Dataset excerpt
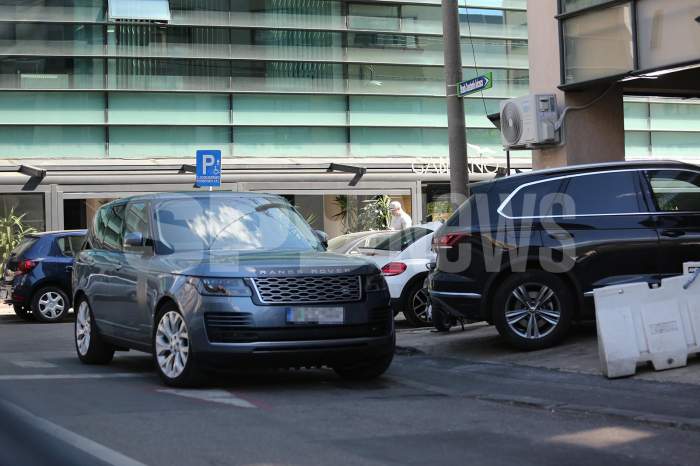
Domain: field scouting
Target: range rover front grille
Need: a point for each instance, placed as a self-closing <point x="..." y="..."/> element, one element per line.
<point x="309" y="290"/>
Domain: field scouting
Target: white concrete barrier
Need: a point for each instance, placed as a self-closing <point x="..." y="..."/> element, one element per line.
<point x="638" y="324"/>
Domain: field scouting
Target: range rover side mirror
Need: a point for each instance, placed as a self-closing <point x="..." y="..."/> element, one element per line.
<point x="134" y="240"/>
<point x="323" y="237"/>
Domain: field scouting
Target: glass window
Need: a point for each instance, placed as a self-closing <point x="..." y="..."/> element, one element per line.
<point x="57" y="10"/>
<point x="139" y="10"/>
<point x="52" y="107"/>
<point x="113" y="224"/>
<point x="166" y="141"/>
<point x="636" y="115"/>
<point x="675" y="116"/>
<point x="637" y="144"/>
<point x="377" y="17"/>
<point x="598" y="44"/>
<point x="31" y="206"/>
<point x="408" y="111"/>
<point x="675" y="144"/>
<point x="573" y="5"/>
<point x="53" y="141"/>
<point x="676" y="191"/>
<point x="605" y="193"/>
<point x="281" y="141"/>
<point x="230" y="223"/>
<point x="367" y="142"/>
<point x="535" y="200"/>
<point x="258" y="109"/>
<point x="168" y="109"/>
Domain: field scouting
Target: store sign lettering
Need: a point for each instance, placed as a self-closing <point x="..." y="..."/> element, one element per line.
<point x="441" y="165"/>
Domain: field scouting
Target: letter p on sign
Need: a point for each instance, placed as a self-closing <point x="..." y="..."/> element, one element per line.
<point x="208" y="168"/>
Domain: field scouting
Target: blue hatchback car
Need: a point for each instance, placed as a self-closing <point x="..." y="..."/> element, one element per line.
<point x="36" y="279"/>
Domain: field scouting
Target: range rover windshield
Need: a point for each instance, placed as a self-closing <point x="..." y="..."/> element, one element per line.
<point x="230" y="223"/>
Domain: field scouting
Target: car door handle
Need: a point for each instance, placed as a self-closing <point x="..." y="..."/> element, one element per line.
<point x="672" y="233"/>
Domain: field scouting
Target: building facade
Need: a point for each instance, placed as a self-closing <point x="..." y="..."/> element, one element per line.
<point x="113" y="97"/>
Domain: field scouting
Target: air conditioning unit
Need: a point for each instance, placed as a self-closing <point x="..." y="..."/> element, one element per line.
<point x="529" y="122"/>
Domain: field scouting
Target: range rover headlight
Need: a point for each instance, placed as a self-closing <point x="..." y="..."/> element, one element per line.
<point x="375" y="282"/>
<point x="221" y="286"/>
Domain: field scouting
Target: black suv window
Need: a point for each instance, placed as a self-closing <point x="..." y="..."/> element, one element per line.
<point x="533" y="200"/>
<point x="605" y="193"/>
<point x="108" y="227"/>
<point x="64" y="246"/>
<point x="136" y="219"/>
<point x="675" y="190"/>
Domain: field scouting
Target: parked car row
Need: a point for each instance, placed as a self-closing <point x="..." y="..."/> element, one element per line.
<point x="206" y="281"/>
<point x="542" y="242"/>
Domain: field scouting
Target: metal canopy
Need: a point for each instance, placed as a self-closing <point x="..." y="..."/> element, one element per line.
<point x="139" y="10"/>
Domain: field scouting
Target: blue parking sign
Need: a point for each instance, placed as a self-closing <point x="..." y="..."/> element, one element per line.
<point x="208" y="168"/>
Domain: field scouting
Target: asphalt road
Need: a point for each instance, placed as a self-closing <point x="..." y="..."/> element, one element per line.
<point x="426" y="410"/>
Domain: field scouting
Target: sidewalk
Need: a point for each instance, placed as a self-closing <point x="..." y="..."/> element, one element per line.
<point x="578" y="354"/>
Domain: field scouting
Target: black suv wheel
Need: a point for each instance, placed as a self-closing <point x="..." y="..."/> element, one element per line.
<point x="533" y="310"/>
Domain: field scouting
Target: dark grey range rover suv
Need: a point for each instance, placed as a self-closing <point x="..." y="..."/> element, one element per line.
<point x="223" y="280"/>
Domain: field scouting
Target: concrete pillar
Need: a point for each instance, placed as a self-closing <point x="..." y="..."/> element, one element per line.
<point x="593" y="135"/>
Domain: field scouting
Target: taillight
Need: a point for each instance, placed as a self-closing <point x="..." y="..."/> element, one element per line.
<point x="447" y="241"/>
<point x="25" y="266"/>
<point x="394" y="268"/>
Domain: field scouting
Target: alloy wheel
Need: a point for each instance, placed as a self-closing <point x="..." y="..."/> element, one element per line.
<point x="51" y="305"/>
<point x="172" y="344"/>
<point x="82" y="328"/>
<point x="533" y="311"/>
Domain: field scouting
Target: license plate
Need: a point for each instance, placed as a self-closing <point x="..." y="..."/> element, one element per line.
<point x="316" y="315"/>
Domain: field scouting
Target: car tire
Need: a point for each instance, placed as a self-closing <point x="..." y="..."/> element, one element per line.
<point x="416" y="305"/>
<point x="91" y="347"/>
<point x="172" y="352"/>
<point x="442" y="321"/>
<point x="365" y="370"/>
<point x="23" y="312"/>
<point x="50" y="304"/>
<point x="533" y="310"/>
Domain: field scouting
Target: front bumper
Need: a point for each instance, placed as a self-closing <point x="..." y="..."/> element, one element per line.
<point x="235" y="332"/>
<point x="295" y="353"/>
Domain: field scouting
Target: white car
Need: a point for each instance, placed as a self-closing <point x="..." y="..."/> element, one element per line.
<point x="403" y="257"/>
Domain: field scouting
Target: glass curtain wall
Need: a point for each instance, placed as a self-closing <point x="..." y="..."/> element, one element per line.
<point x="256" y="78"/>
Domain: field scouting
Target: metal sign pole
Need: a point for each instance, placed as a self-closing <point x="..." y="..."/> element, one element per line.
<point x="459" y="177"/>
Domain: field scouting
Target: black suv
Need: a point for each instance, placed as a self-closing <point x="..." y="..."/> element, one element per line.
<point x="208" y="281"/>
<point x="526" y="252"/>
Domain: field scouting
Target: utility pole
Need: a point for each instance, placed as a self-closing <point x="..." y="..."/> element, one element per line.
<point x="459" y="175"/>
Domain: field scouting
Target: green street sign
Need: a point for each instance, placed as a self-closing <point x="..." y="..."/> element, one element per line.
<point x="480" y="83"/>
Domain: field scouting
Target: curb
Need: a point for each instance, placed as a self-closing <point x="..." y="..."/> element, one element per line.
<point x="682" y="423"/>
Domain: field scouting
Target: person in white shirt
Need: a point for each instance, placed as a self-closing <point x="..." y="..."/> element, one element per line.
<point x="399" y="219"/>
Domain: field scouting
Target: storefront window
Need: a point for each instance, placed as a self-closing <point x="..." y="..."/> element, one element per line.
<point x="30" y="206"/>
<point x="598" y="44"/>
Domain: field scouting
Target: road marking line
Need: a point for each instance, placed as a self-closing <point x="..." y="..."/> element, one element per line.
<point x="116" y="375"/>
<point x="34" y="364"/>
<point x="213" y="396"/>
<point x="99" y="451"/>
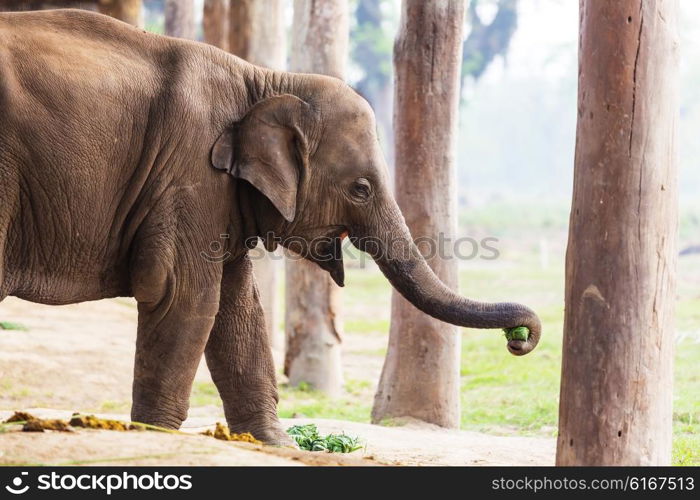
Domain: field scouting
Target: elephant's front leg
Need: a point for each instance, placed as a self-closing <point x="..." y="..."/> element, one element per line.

- **Work instructions**
Without the pictures, restate all of the entries above verbatim.

- **Worked solution**
Domain: field scouting
Target: range rover front grille
Need: a point for each instance, placed as a self-closing <point x="..." y="..."/> element, one element per line.
<point x="309" y="290"/>
Domain: field scouting
Target: white concrete barrier
Need: a point for each instance, placed as a self-closing <point x="..." y="..."/> element, one element per line.
<point x="638" y="324"/>
Domain: field scouting
Target: range rover side mirror
Need: a point for each instance, placed as a self-closing <point x="..." y="..."/> element, one element per line.
<point x="134" y="240"/>
<point x="323" y="237"/>
Domain: field scouting
Target: glass window
Need: a point for each instance, placed as a self-closing <point x="..." y="..."/> element, one element per line.
<point x="57" y="10"/>
<point x="139" y="10"/>
<point x="52" y="107"/>
<point x="113" y="224"/>
<point x="166" y="141"/>
<point x="636" y="115"/>
<point x="675" y="116"/>
<point x="637" y="144"/>
<point x="377" y="17"/>
<point x="598" y="44"/>
<point x="31" y="206"/>
<point x="408" y="111"/>
<point x="675" y="144"/>
<point x="573" y="5"/>
<point x="53" y="141"/>
<point x="676" y="191"/>
<point x="605" y="193"/>
<point x="281" y="141"/>
<point x="230" y="223"/>
<point x="367" y="142"/>
<point x="535" y="200"/>
<point x="258" y="109"/>
<point x="168" y="109"/>
Domain: field scouting
Target: store sign lettering
Need: a point for each instance, placed as a self-closing <point x="..." y="..."/> element, one element per line.
<point x="441" y="165"/>
Domain: field scouting
Target: letter p on sign
Need: a point for each instance, placed as a self-closing <point x="..." y="..."/> element, one element per line.
<point x="208" y="168"/>
Domain: field scouting
Target: blue hatchback car
Need: a point for each instance, placed as a self-closing <point x="..." y="..."/> element, one element per line.
<point x="36" y="279"/>
Domain: field scouting
Target: range rover windshield
Need: a point for each instance, placed as a self-closing <point x="..." y="..."/> element, one element per line.
<point x="230" y="223"/>
Domain: field scouting
Target: car door handle
Need: a point for each instance, placed as a self-closing <point x="..." y="..."/> element, one element per line.
<point x="672" y="233"/>
Domain: field scouting
Target: building facade
Need: a point for each instance, placed as a self-closing <point x="..." y="..."/> element, one element per line.
<point x="113" y="97"/>
Domain: field scouting
Target: air conditioning unit
Need: a point for each instance, placed as a self-closing <point x="..." y="..."/> element, one element per line.
<point x="529" y="122"/>
Domain: field scouting
Target: range rover headlight
Need: a point for each instance, placed as a self-closing <point x="..." y="..."/> element, one element per line.
<point x="375" y="282"/>
<point x="221" y="286"/>
Domain: field scouting
Target: black suv window
Need: a point for each instance, placed as a self-closing <point x="..." y="..."/> element, one element per line.
<point x="533" y="200"/>
<point x="605" y="193"/>
<point x="108" y="227"/>
<point x="64" y="246"/>
<point x="136" y="219"/>
<point x="675" y="190"/>
Domain: field scouting
Target: parked car row
Need: a point for each instance, placed as a self-closing <point x="..." y="..."/> element, one element per line.
<point x="206" y="281"/>
<point x="542" y="242"/>
Domain: field scouting
Target: metal canopy
Need: a point for each instance, placed as a self-closing <point x="..." y="..."/> element, one element per line.
<point x="139" y="10"/>
Domain: field scouting
Target: blue parking sign
Need: a point for each instance, placed as a self-closing <point x="..." y="..."/> element, one element per line.
<point x="208" y="168"/>
Domain: field scouting
Target: asphalt road
Need: a point for each instance, placed as a self-closing <point x="..." y="..."/> element, one element per line.
<point x="426" y="410"/>
Domain: field scouting
Target: sidewalk
Need: a point for each instance, placed as a self-closing <point x="..." y="..."/> element, one element per line.
<point x="578" y="354"/>
Domain: field scouting
Target: black suv wheel
Need: a point for each instance, placed as a self-closing <point x="..." y="..."/> element, one element per line.
<point x="533" y="310"/>
Domain: field scouting
Target: dark grey range rover suv
Need: a point for each instance, placed as a self-closing <point x="..." y="..."/> element, one element per line.
<point x="223" y="280"/>
Domain: field scouting
Target: concrete pillar
Need: a point for each instance, placed as a self-closing <point x="..." y="..."/> element, one element per line.
<point x="593" y="135"/>
Domain: field scouting
Target: taillight
Need: a point for each instance, placed as a self-closing <point x="..." y="..."/> element, one element per line.
<point x="447" y="241"/>
<point x="25" y="266"/>
<point x="394" y="268"/>
Domain: field scouting
Target: alloy wheel
Need: a point for each instance, placed as a self-closing <point x="..." y="..."/> element, one element per line.
<point x="51" y="305"/>
<point x="172" y="344"/>
<point x="82" y="328"/>
<point x="533" y="311"/>
Domain: field scouting
Target: license plate
Need: a point for each instance, placed as a self-closing <point x="..." y="..."/> element, one element per line.
<point x="316" y="315"/>
Domain: field scouting
Target: car tire
Need: a point for each instance, placed as a self-closing <point x="..." y="..."/> element, one element per line.
<point x="416" y="305"/>
<point x="91" y="347"/>
<point x="172" y="352"/>
<point x="442" y="321"/>
<point x="365" y="370"/>
<point x="23" y="312"/>
<point x="50" y="304"/>
<point x="533" y="310"/>
Domain: field scouting
Target: front bumper
Need: a point for each instance, placed as a self-closing <point x="..." y="..."/> element, one element per line.
<point x="235" y="332"/>
<point x="295" y="353"/>
Domain: field scouting
Target: white car
Need: a point for each instance, placed as a self-closing <point x="..." y="..."/> element, one element per line.
<point x="403" y="257"/>
Domain: field scouting
Target: glass curtain wall
Need: a point for each instance, placed as a self-closing <point x="..." y="..."/> element, one element per line.
<point x="256" y="78"/>
Domain: field scouting
Target: metal sign pole
Need: a point for each instance, placed as a self-closing <point x="..." y="..."/> element, one element per line.
<point x="459" y="177"/>
Domain: field scouting
Target: black suv
Need: a point for each instance, placed as a self-closing <point x="..." y="..."/> element, one element per line.
<point x="208" y="281"/>
<point x="526" y="252"/>
Domain: field scouting
Target: utility pole
Need: a point for each instance, placed as a self-closing <point x="..." y="..."/> element, one element per line.
<point x="459" y="175"/>
Domain: field scouting
Target: green street sign
Need: a point for each instance, placed as a self-closing <point x="..." y="..."/> element, one element per line.
<point x="480" y="83"/>
Domain: field scouting
Target: curb
Need: a point for each instance, placed as a self-closing <point x="..." y="..."/> element, one element per line.
<point x="682" y="423"/>
Domain: field scouting
Target: person in white shirt
Need: a point for each instance, placed as a self-closing <point x="..." y="..."/> element, one element per line.
<point x="399" y="219"/>
Domain: field scouting
Target: storefront window
Need: a point for each instance, placed as a self-closing <point x="..." y="..."/> element, one element per line.
<point x="30" y="206"/>
<point x="598" y="44"/>
Domain: field scouting
Target: road marking line
Need: a point for each instance, placed as a self-closing <point x="..." y="..."/> element, one element per line.
<point x="116" y="375"/>
<point x="34" y="364"/>
<point x="213" y="396"/>
<point x="99" y="451"/>
Domain: field scouting
Target: elephant's front leg
Need: a point for each instance, placed as a self-closing <point x="..." y="..."/> element, one element per line.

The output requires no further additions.